> **DOCUMENT SECTION**:
┄┄┄┄┄┄┄┄┄┄

Adkins, W. S. (Walter Scott), 1890-1956
Walter Scott Adkins was born on December 24, 1890, orphaned at the age of twelve, and raised by his uncle. Adkins earned a B.S. from the University of Tennessee in 1910 with one of the highest scholastic averages in university history. He pursued graduate studies in entomology at Tennessee and later at Columbia University, where he focused on the study of Drosophila. Adkins soon became a professor at Texas Christian University (TCU) from 1913-1915, before moving to teach anatomy at the Illinois Medical School (1916-1918) and Baylor Medical School in Dallas (1918-1919). He then took a position with the Texas Bureau of Economic Geology from 1919-1921 and the Mexican petroleum firm El Aguila (1921-1925). In 1925, Adkins departed for France and studied at the Sorbonne under Emil Haug and Leon Perviquiere. Returning to Texas in 1926, he rejoined the Bureau of Economic Geology until accepting a job with Shell Development Company in 1934 as chief stratographer and head of special problems research. Adkins remained with Shell until his retirement in 1950.

┄┄┄┄┄┄┄┄┄┄

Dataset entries
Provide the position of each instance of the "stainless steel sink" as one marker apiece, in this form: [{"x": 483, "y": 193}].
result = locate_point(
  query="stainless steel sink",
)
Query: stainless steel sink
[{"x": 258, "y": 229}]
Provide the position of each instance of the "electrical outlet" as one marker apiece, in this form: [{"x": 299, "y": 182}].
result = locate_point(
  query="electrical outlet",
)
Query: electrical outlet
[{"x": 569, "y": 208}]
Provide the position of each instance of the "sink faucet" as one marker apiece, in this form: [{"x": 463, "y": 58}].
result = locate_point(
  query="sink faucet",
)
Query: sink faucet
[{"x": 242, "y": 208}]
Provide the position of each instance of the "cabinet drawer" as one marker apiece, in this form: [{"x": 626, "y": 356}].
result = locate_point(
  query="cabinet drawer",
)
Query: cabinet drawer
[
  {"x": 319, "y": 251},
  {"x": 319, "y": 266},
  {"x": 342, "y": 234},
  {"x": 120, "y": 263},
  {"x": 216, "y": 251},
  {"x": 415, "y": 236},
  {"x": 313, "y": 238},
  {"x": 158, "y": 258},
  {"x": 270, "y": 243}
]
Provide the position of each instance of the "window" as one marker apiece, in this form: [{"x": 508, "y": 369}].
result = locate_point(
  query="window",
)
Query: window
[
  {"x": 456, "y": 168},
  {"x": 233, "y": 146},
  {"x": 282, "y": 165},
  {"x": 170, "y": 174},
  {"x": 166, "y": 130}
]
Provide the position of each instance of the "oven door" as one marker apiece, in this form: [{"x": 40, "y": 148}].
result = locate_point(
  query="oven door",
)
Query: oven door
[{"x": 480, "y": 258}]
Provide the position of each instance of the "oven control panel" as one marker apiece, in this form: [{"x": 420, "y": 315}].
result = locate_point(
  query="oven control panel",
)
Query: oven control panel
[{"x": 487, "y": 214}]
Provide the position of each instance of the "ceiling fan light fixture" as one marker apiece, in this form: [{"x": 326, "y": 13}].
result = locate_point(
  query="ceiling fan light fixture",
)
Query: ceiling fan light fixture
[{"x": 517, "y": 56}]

┄┄┄┄┄┄┄┄┄┄

> **COMPLETE THE FOLLOWING**:
1: According to the Walter Scott Adkins biography, which company did Adkins join in 1934, and what roles did he hold there?
2: Extend the Walter Scott Adkins biography, picking up after its final sentence.

> **ANSWER SECTION**:
1: Shell Development Company, as chief stratographer and head of special problems research.

2:
Among his many accolades, Adkins was chosen as the first paleontologist to hold a John Guggenheim Memorial Fellowship in 1931. He is well-remembered for his books Handbook of Texas Cretaceous Fossils (1928) and Mesozoic Systems in Texas (1933). Adkins' work on the distribution of shoestring and barrier sands in the subsurface of the Miocene and the origin and migration of oil were also particularly important. Adkins was married twice, and died on September 22, 1956. He is buried in Austin.